Pictures stay out of the copy; restate everything else in the material exactly.

## BEGIN

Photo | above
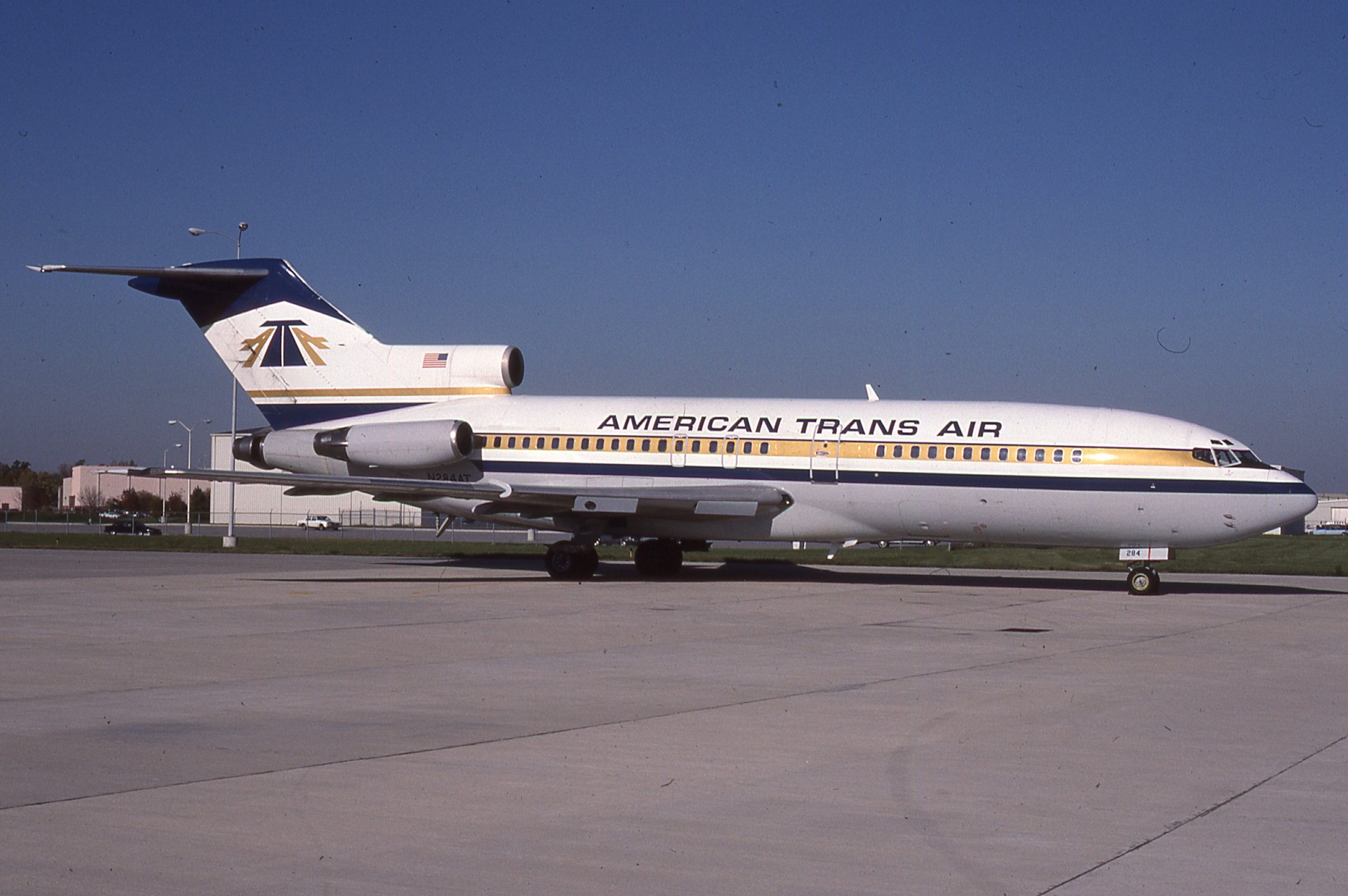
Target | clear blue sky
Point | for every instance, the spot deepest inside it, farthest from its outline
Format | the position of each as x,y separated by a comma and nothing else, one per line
957,201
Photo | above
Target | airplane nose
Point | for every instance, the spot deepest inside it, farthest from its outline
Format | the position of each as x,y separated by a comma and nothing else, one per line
1299,503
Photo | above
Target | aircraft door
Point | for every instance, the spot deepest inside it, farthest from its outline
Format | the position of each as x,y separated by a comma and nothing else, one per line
678,454
824,457
731,453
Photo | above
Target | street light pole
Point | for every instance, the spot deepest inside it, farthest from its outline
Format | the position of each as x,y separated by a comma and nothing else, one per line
230,541
164,502
186,529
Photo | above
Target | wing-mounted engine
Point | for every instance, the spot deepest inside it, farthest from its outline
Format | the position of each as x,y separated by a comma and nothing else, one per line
415,445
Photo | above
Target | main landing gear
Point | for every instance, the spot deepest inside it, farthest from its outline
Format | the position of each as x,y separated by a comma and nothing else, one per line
572,561
1144,580
577,561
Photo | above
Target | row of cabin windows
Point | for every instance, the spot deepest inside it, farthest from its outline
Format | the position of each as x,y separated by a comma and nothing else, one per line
693,446
933,452
713,446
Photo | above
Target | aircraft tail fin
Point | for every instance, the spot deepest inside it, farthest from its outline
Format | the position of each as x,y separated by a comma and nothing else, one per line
300,359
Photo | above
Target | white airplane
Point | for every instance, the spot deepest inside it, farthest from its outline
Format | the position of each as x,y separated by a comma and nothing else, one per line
437,426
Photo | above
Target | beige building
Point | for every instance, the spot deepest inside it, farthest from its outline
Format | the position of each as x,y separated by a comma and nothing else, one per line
92,484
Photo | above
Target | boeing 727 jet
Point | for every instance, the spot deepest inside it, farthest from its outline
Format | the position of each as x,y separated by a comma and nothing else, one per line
439,426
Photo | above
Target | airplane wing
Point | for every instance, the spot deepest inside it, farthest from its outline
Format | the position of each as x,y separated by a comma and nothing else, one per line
695,502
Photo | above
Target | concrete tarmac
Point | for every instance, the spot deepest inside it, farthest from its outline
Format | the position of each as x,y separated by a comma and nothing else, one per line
354,725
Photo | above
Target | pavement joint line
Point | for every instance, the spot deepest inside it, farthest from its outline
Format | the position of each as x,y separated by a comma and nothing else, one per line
1204,813
815,692
403,666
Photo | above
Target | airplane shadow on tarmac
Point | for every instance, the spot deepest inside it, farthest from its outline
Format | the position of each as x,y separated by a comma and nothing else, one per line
789,572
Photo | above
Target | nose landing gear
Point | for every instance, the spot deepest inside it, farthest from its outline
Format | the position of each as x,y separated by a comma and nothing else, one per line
571,561
1144,580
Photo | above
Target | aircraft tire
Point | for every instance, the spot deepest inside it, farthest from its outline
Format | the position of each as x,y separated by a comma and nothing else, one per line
658,558
590,561
1144,580
572,562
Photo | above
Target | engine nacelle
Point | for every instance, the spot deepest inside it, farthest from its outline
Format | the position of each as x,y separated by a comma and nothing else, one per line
414,445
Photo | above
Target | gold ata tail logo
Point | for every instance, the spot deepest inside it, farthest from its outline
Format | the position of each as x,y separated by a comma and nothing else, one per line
283,344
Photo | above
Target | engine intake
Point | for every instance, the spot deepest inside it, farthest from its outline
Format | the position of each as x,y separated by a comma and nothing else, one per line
412,445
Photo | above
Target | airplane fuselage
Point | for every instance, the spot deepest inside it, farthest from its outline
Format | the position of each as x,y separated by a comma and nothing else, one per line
873,471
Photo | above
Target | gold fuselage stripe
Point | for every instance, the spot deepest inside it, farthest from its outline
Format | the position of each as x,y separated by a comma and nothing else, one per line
897,454
382,393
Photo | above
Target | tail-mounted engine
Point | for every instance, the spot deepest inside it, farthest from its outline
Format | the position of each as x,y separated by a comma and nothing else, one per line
414,445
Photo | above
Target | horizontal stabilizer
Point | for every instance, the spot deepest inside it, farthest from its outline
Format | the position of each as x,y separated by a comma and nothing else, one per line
199,274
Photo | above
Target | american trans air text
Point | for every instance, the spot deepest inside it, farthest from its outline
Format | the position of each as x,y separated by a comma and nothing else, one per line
807,426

## END

__RESPONSE TO THE EXERCISE__
Photo | above
Target | clear blue sky
Point | for every instance, the spot deepest inside it, farthest from its outline
Format | the position of each as x,y separated by a comma and nothing else, one per line
957,201
Photo | above
Target | airplane nose
Point | for every instance, the spot deepest inside it, farthest from its outline
Format | the position of each as x,y separated by a comma and nothing else, one per line
1299,503
Photo | above
Target | aircraft door
Point | for every instance, the spot deepest inside it, farthest from its outline
Format | the position of each as x,y separated by a comma and nothing else, one per line
678,454
824,457
731,453
Photo | above
Target | street light pole
Point | for every instance, the spot deepest inside it, farthest from its outline
Format | the position of each as x,y separated by a comma and nothing else, one per line
230,541
164,502
186,529
Photo | above
Target | wing-mounted engine
Point | for every instance, the spot deepest inside it, farthest from its outline
Format | the position of each as x,y separated by a comma and nothing else, one per line
415,445
Photo | above
Target | main landing gear
Point | for every instance, the spot deepest inside it, farthest from its outline
Format | the position of each as x,y separated by a comma and nothing else, one per line
572,561
1144,580
577,561
Photo | above
Target | row of cabin windows
Point | for every instance, the spot deepest inside it, farthest from its outline
Format | the position of each as x,y separated by a comma and nothing else, one per line
693,446
933,452
713,446
Photo | above
Target | aircraft tail fin
Point | for every instance, the spot deepest inside it, farthest from its outline
Format | the position of each as x,y separated by a comma and nothing else, one per line
300,359
Photo | above
Target | white airplane
Point | for every instance, the spot deepest inside it, farthest from its outline
Format | the position of each as x,y separated by a comma and nothing else, one per line
437,426
Photo | above
Target | beige building
Point | for every instance, the spot deepest inside it, farthest from its outline
Format | the position of each as x,y separated by a comma and nothing else, one per line
92,484
Photo | above
Target | boeing 727 jet
Point | for every instance, the spot deepest inside it, farthest from its outline
Format | the position of each as x,y separated by a comma and nothing else, one per line
439,426
Photo | above
Target | airplane wing
Point | for every instance, the spot deepest inside it, farthest from its outline
Format | the position of each as x,y separated by a comma and nothing else, one per line
695,502
Photo | above
Target | concrete tarmac
Point | for every instance, the spot deepest inside it, farthest from its outline
Format | the position of each as x,y separated by a comma and nothing else, one per line
354,725
Photo | above
Target | pavement joint line
Point | for every instance, the spot deepest inside it, farthest from its outline
Format | the position of each as x,y separated by a comma and nothing else, one per line
1204,813
815,692
403,666
Photo | above
Target | airplane shadow on tarmac
Point | for every instance, the spot deepest inside it, farthest from its outline
Format | the position of each as x,y separated by a comma and nothing else, one per line
789,572
Photo | above
Target | nose landing gear
Point | for every instance, the spot deepest inside it, farthest from its outline
Format | the position of each as x,y separated by a comma and nothing else, one per line
571,561
1144,580
Photo | above
Target | aircraft tire
Point | for every instance, the spot deepest inside it, farthest from its outline
Format | the position of each as x,y separated by a comma and nothing else, one per line
658,558
590,561
1144,580
572,562
Photo | above
Target | engine nacelle
Point | for every instance, the spot deepest inside it, farthest from its outline
Format | the position of each as x,y separated by a comma and nothing else, one per line
414,445
Photo | above
Target | gold ata tail logo
Point | for every instance, the spot deepest inside it, farthest from its outline
Format | the position of each as x,y separated by a comma and nothing else, one per line
283,344
Photo | above
Target | engine intake
Point | for every instance, the spot deepest inside it, farthest from its outline
Format | the position of each as x,y separated by a comma and nothing else, one per line
412,445
Photo | above
Target | airplane fuselage
Point | for every instance, the spot deepest inside it, farthest from its outline
Format | the position of each as x,y separated by a comma and nothing else, one per line
873,471
Photo | above
Target | gold fuselage stripe
Point | for every instance, the spot deepest inside it, farthest from its outline
Format | the position of each as x,y separated by a comma and nothing else, one per line
897,454
382,393
Photo | above
Target | tail-mounted engine
Point | for every instance, the spot deepest inside it, farthest from its outline
Format | the position of each as x,y separated by a comma and nothing else, one per line
414,445
Photo | above
Target | horizontal stabilizer
Point | for every instance, the spot deepest inside it, farthest from its outline
Format | the position of each as x,y separated by a comma and nothing else, one per line
199,274
Photo | above
Target | american trans air text
Point | for every instance, the spot deepest inside it, farthest from its outline
Format | the position of each as x,y separated by a comma and nothing else, one per line
807,426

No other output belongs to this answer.